== What is expected ==
Transcribe word for word everything from the line containing "Pin every instance of the red tail" down through the last of the rows.

** Begin Entries **

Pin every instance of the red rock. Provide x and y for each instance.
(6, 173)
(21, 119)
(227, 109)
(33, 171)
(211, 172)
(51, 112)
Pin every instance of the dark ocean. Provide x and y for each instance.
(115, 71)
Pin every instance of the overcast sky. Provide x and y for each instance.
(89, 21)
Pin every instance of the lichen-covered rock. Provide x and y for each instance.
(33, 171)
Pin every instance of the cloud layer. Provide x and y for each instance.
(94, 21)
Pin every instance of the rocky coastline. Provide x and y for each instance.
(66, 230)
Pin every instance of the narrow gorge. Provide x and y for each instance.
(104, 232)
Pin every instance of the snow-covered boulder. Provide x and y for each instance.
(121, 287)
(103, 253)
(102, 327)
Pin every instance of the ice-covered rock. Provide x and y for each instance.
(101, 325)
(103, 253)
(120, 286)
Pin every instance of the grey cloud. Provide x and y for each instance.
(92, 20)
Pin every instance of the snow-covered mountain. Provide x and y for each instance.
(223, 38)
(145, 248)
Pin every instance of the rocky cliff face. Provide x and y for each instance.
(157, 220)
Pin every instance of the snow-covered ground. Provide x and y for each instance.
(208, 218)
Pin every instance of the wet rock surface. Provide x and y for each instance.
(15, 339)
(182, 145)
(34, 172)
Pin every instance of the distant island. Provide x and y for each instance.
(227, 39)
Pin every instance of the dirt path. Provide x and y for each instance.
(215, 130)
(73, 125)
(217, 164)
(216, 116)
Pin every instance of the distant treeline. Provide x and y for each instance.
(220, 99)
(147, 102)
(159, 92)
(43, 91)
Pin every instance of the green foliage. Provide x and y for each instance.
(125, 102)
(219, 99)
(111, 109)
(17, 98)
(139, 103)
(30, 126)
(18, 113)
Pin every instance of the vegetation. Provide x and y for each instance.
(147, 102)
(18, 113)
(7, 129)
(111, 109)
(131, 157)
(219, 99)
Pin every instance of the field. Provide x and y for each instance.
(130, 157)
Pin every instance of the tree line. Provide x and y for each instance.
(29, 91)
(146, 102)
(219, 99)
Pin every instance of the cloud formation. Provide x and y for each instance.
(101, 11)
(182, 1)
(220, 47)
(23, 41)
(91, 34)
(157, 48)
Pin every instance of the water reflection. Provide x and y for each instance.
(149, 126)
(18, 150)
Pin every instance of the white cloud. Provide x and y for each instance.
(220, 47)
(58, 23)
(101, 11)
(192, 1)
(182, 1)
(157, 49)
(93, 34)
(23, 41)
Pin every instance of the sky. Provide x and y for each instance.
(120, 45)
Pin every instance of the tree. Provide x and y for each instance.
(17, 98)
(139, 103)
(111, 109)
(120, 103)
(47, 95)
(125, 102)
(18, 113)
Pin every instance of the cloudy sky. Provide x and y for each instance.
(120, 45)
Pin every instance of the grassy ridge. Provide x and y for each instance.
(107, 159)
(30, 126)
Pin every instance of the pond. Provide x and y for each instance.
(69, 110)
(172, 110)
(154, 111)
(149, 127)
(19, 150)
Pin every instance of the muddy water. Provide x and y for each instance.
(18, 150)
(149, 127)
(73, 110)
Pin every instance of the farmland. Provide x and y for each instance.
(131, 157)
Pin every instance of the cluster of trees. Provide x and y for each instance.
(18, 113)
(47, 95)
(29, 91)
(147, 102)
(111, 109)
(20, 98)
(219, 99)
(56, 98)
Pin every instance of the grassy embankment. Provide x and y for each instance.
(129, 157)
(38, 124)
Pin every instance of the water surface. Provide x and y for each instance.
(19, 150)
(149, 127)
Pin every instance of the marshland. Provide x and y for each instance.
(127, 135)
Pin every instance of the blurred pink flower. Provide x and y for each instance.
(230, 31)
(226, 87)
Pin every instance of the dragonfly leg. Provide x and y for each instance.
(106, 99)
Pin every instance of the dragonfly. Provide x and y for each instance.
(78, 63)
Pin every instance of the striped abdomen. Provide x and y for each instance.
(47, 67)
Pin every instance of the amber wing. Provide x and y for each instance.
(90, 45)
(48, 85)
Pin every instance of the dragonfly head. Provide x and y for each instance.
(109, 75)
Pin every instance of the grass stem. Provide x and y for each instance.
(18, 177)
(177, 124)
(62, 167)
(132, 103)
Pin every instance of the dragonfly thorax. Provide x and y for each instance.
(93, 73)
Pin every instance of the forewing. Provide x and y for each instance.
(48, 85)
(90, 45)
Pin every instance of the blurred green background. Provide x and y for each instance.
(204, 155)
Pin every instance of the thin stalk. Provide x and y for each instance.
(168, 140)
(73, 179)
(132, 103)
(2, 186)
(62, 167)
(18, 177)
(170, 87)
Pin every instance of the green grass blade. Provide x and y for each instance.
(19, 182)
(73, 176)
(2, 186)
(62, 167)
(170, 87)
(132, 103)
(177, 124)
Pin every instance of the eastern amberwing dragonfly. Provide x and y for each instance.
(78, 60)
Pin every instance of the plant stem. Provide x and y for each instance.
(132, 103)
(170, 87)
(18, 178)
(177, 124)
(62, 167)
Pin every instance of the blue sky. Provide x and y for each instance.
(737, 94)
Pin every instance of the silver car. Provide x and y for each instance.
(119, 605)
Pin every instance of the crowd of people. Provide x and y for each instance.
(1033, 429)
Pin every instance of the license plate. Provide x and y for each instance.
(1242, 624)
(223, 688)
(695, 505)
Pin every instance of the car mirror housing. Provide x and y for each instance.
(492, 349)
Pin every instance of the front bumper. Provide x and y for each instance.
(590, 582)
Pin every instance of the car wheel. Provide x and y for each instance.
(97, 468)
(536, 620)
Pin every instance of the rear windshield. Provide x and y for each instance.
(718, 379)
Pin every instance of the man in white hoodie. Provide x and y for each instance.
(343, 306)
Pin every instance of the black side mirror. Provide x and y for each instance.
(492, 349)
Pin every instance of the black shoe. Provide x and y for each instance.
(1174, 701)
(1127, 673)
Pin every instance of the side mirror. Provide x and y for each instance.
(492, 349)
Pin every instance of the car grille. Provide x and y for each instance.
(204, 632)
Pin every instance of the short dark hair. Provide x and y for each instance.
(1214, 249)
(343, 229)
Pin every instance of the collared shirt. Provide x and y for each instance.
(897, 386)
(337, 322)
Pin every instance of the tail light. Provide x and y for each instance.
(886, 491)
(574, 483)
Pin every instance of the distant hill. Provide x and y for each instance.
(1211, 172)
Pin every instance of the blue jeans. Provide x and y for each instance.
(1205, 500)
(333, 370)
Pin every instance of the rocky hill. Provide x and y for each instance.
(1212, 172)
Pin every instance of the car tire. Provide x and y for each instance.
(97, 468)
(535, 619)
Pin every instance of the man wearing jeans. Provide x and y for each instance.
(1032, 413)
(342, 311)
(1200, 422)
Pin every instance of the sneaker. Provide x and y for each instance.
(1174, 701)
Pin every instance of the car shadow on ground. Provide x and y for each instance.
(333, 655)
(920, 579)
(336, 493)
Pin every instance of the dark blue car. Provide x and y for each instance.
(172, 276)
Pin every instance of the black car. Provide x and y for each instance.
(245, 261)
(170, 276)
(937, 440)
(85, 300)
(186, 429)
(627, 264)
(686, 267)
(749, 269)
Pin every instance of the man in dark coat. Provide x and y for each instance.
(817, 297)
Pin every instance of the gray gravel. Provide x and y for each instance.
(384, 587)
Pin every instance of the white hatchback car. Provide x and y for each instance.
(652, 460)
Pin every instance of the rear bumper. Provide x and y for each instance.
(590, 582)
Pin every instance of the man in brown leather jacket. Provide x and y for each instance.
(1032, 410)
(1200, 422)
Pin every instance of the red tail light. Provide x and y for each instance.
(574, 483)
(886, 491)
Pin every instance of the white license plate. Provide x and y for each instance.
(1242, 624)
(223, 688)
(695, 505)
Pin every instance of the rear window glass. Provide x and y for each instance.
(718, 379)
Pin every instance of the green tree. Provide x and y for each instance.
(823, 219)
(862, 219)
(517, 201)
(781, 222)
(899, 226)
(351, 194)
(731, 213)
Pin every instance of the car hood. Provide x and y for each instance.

** End Entries **

== Response ==
Pin every instance of the red tail light. Provide x and y for each instance.
(574, 483)
(886, 491)
Pin every instance of the white license plate. Provide x and y for each instance.
(1242, 624)
(223, 688)
(695, 505)
Pin every instance of the rear window glass. Provide x and y for each instance.
(718, 379)
Pin every instance of the green tree. Provide x and y for each instance.
(823, 219)
(862, 219)
(517, 201)
(781, 222)
(899, 226)
(351, 194)
(731, 213)
Pin every instance of the car hood. Provide x and y for each instance.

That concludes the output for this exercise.